Exercise details —
Reproduce the listing that follows so that each line matches the original exactly.

Material for the task —
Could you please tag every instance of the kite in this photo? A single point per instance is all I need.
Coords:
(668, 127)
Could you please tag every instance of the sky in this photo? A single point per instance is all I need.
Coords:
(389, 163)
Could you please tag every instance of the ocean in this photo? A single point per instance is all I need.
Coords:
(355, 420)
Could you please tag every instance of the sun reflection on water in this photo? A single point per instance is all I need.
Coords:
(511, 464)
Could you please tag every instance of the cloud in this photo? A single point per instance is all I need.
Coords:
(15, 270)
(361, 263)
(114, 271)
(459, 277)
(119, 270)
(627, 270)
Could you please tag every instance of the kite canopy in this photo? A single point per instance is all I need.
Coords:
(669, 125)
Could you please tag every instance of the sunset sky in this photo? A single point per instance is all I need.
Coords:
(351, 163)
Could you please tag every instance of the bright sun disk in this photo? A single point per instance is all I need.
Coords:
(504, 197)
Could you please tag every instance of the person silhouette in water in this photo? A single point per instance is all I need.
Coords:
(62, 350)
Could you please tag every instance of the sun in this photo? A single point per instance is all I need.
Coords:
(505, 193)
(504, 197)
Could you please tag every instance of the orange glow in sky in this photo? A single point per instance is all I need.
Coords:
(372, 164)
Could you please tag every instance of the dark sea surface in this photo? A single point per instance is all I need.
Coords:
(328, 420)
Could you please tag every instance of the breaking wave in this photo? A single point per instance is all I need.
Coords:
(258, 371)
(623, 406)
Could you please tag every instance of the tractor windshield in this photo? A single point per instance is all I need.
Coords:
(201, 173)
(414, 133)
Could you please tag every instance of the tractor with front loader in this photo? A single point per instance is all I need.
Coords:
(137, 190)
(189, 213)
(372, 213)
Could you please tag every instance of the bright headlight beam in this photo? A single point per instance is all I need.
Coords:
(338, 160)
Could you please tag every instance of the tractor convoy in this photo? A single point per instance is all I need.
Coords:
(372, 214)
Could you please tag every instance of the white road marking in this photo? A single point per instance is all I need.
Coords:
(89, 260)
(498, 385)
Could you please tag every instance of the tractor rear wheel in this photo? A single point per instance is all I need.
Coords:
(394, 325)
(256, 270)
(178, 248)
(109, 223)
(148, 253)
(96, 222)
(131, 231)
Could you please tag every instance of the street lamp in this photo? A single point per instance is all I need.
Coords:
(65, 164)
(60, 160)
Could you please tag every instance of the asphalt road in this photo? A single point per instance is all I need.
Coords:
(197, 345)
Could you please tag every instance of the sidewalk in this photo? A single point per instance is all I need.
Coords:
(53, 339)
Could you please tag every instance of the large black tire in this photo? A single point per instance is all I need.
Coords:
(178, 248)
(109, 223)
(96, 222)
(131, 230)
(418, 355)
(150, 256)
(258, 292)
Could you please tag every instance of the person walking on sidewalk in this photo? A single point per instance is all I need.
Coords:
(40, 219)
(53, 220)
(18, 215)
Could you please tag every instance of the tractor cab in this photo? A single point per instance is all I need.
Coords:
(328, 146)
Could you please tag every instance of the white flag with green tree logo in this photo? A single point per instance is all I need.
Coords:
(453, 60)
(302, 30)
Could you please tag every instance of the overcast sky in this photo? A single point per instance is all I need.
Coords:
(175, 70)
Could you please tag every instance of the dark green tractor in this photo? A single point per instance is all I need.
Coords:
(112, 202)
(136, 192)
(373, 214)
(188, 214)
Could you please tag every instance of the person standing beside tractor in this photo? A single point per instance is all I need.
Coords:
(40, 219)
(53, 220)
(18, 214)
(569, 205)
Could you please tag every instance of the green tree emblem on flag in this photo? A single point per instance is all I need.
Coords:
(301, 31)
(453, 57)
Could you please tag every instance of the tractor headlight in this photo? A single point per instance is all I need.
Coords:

Output —
Could you please tag every instance of the kite in this photo? A single point per instance is all I need.
Coords:
(668, 127)
Could you please tag every instance of the sky in this photo? A single point per instance is all I need.
Coords:
(389, 163)
Could you please tag every instance of the ocean in this photo? A single point per instance is all I need.
Coords:
(355, 420)
Could you please tag every instance of the sun reflection on water in this photo? A single point per instance is all I need.
Coords:
(511, 464)
Could you please tag every instance of the cloud in this photo? A single point per instance is all I need.
Coords:
(15, 270)
(361, 263)
(114, 271)
(459, 277)
(119, 270)
(627, 270)
Could you please tag every instance of the kite canopy in this photo? A single point per instance is all I need.
Coords:
(669, 125)
Could you please tag every instance of the sunset sky in this photo? A single point per instance is all I need.
Coords:
(351, 163)
Could you please tag every instance of the bright sun disk in this photo? A single point per instance is all I need.
Coords:
(504, 197)
Could you please tag every instance of the person silhouette in water in this photo? A single point per instance is all I need.
Coords:
(62, 350)
Could you please tag every instance of the sun in this photo? A single point per instance is all I need.
Coords:
(505, 193)
(504, 197)
Could you please tag every instance of the orange glow in sky in this photo? A single point per instance is all I need.
Coords:
(372, 164)
Could you please tag every instance of the dark sea surface in this photo? A single point per instance is all I need.
Coords:
(328, 420)
Could you please tag every instance of the breaking wave in this photo? A single point per instance is all I need.
Coords:
(258, 371)
(623, 406)
Could you please tag every instance of the tractor windshield in this photo? A single point per instance is all I need.
Coords:
(201, 173)
(414, 133)
Could you please tag every instance of the tractor with front loader in this photo? A single point per instance is all I need.
Coords:
(137, 190)
(189, 213)
(372, 213)
Could you please tag every instance of the bright headlight beam in this photo? A single point per instance is all I need.
Coords:
(338, 160)
Could you please tag every instance of the tractor convoy in this photo? A single point per instance is all I need.
Coords:
(372, 214)
Could you please tag every instance of the white road marking in this photo? A single point per instance is all I need.
Coords:
(89, 260)
(498, 385)
Could you please tag every instance of the tractor rear wheel in this photo? A single point per instance is all I need.
Coords:
(394, 325)
(256, 270)
(178, 248)
(109, 223)
(148, 253)
(96, 222)
(131, 231)
Could you please tag every instance of the street lamp in this photo? A single point per instance is all I need.
Coords:
(65, 164)
(60, 160)
Could you please tag every instance of the asphalt road in this photo? A single point per instance is all I need.
Coords:
(197, 345)
Could you please tag every instance of the sidewalk in this photo? A single point per instance is all I need.
Coords:
(53, 339)
Could you please tag every instance of the large black tire in this photo? A single point per instance is all I need.
Coords:
(178, 248)
(109, 223)
(96, 222)
(131, 230)
(418, 355)
(150, 256)
(258, 292)
Could you please tag every instance of the person walking on sidewalk in this photo? A single point per instance is all I need.
Coords:
(40, 219)
(53, 220)
(18, 215)
Could you please tag every instance of the tractor cab in this photo? A single point per instance is all I need.
Coords:
(328, 146)
Could you please tag every instance of the white flag with green tree logo in this photo? A single point per instance is all I need.
Coords:
(453, 60)
(302, 30)
Could you please tag every instance of the overcast sky in this photo? A single point per instance is all I need.
Coords:
(175, 70)
Could you please tag every instance of the dark green tractor in this photo? A single point per instance is all I need.
Coords:
(112, 202)
(136, 192)
(373, 214)
(188, 214)
Could you please tag every instance of the person standing beside tractor in this photo? A single point per instance is all I need.
Coords:
(40, 219)
(53, 220)
(18, 214)
(569, 205)
Could you please tag every instance of the green tree emblem on flag in this photo? A single point per instance is all I need.
Coords:
(301, 31)
(453, 57)
Could you please tag every instance of the tractor headlight in this photo? A single point per instance is all I need.
Coords:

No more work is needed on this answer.